### AUFTRAG A
Entnimm dem Text über den Morgen am See wortgetreu den Abschnitt, der mit „Allein – es“ einsetzt und nach „mit spannenden Lichtstimmungen.“ aufhört.
### AUFTRAG B
Warum wird laut dem Text über den Morgen am See die Futterstelle am Waldrand bei Rammersweier aufgesucht? Beantworte das in ein bis drei Sätzen.

### TEXT
.....
Vorgestern war ich endlich mal wieder draußen am See. Ich war vor Sonnenaufgang da, gut getarnt, es war mild und einigermaßen trocken. Gute Ausgangsbedingungen also.

Allein – es fehlten die Vögel. Zweimal sauste ein Eisvogel in großem Abstand vorbei, ansonsten nur die üblichen Blesshühner, Kormorane und Graureiher, weit weg am anderen Ende des Sees. Am Morgen nach Sylvester saßen viele der Tiere wahrscheinlich auch noch völlig verschreckt im dichten Gebüsch.

Etwas schade für mich, aber trotzdem war es ein schöner Neujahrs-Morgen mit spannenden Lichtstimmungen.

Alternativen?

In freier Wildbahn ist es um diese Jahreszeit einfach schwierig. Also bin ich manchmal nicht so pingelig und suche die Futterstelle am Waldrand bei Rammersweier auf. Da hatte ich letztes Jahr ja schon etliche Bilder gemacht. Und auch dieses Jahr herrscht hier buntes Treiben. Ich setze mich am hellichten Tag drei Meter davor auf den Boden und fotografiere vor mich hin, bis ich genug hab.
.....
### BEREITGESTELLTE DATEN
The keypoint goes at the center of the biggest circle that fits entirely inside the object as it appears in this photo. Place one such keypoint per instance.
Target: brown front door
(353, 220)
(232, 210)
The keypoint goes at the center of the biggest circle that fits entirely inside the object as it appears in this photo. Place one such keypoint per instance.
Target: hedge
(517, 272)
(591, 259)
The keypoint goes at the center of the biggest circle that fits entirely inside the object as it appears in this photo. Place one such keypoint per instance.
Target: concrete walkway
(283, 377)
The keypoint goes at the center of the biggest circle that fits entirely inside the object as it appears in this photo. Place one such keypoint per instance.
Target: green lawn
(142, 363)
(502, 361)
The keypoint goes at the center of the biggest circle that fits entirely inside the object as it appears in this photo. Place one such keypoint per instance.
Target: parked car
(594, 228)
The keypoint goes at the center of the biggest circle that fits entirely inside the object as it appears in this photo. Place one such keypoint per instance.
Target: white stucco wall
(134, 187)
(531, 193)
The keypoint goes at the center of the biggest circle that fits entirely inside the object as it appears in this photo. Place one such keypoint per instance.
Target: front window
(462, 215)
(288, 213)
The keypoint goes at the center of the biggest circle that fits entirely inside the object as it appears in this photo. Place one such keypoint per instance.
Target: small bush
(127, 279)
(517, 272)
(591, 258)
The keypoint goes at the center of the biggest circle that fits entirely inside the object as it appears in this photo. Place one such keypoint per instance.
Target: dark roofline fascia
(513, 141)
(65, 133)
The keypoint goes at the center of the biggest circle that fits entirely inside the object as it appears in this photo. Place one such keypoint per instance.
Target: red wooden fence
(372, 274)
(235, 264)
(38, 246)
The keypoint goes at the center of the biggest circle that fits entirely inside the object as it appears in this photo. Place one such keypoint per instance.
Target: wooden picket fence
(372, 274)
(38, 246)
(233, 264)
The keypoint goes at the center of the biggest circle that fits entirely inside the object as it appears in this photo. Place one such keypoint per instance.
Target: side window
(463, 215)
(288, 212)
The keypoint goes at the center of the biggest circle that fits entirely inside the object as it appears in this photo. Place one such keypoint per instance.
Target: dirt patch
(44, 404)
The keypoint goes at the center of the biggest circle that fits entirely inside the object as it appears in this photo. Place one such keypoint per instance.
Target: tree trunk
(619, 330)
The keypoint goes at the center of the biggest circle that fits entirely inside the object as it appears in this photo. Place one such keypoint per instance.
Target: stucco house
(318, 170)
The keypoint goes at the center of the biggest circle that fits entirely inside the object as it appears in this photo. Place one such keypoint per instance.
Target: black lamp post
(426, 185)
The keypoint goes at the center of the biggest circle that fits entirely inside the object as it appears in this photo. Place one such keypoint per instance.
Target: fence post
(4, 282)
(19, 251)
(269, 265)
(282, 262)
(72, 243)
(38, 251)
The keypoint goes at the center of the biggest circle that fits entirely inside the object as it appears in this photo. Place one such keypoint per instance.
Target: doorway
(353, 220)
.....
### LÖSUNG A
Allein – es fehlten die Vögel. Zweimal sauste ein Eisvogel in großem Abstand vorbei, ansonsten nur die üblichen Blesshühner, Kormorane und Graureiher, weit weg am anderen Ende des Sees. Am Morgen nach Sylvester saßen viele der Tiere wahrscheinlich auch noch völlig verschreckt im dichten Gebüsch.

Etwas schade für mich, aber trotzdem war es ein schöner Neujahrs-Morgen mit spannenden Lichtstimmungen.

### LÖSUNG B
Weil es um diese Jahreszeit in freier Wildbahn einfach schwierig ist. Deshalb ist man dann manchmal nicht so pingelig und weicht auf die Futterstelle aus.